Śląsk Świętochłowice
- Full name: Miejski Klub Sportowy Śląsk Świętochłowice
- Nicknames: Niebiescy (The Blues) Skałka (The Little Rock)
- Founded: 1920; 105 years ago
- Ground: Skałka Stadium
- Capacity: 26,000
- Chairman: Damian Malujda
- Manager: Arkadiusz Spiolek
- League: V liga Silesia I
- 2024–25: V liga Silesia I, 6th of 16
| Home colours | Away colours |

= Śląsk Świętochłowice =

Polish football and speedway club

Śląsk Świętochłowice (full name: Miejski Klub Sportowy Śląsk Świętochłowice) is a Polish sports club based in Świętochłowice, Upper Silesia, known for its motorcycle speedway and football teams.

==Name==
Its name comes from the region of Silesia (Polish: Śląsk), in which it is located. Its full name Miejski Klub Sportowy Śląsk Świętochłowice means Silesia Świętochłowice City Sports Club.

==Football section==
===History===
The club was founded in February 1920, during the hectic months of the post-World War I period, when the Allied Powers were hesitating about the future fate of the industrial region of Upper Silesia. Śląsk's first, historic game occurred on 21 March 1920 against Polonia Bytom (2–1).

In 1921, when it turned out that Świętochłowice and surrounding areas would belong to reborn independent Poland, Śląsk's football team was strengthened by several players of a German-minority team SV 1913. This was a huge boost, and after a few years, in late 1927, Świętochłowice's side was promoted to the Polish top division. To get there, Śląsk won qualifiers against the teams of Garbarnia Kraków, ŁTSG Łódź and WKS 6 Pułk Lotniczy Lwów.

Descriptions of regions in everyday language:
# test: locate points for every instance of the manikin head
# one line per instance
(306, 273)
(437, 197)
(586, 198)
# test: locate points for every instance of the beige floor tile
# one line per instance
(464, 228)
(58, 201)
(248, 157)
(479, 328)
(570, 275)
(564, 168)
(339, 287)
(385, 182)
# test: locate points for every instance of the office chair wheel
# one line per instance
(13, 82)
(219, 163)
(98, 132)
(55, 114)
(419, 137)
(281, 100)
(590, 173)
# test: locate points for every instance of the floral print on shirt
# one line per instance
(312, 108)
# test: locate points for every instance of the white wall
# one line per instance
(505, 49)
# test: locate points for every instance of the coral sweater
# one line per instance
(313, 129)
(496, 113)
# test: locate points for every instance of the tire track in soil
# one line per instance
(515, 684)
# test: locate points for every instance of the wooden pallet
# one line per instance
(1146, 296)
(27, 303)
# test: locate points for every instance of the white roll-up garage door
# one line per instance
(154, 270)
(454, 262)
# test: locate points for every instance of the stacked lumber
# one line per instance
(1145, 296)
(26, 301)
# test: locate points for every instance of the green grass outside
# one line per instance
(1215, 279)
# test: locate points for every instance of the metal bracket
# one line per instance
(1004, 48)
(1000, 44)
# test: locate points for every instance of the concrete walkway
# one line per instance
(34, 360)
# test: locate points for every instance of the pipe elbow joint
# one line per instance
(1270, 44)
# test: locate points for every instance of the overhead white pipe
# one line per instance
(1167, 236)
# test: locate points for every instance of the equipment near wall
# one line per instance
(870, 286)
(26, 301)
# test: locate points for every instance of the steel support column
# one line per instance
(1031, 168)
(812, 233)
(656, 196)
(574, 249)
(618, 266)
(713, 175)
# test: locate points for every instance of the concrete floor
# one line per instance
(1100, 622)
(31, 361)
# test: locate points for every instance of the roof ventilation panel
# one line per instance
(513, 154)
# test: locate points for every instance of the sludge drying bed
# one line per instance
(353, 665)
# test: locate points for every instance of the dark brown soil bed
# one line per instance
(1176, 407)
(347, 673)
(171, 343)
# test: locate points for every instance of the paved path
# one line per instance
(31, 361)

EXERCISE OBJECTIVE :: In the text about Śląsk Świętochłowice, who was the club's opponent in its first game?

WRITTEN REPLY :: Polonia Bytom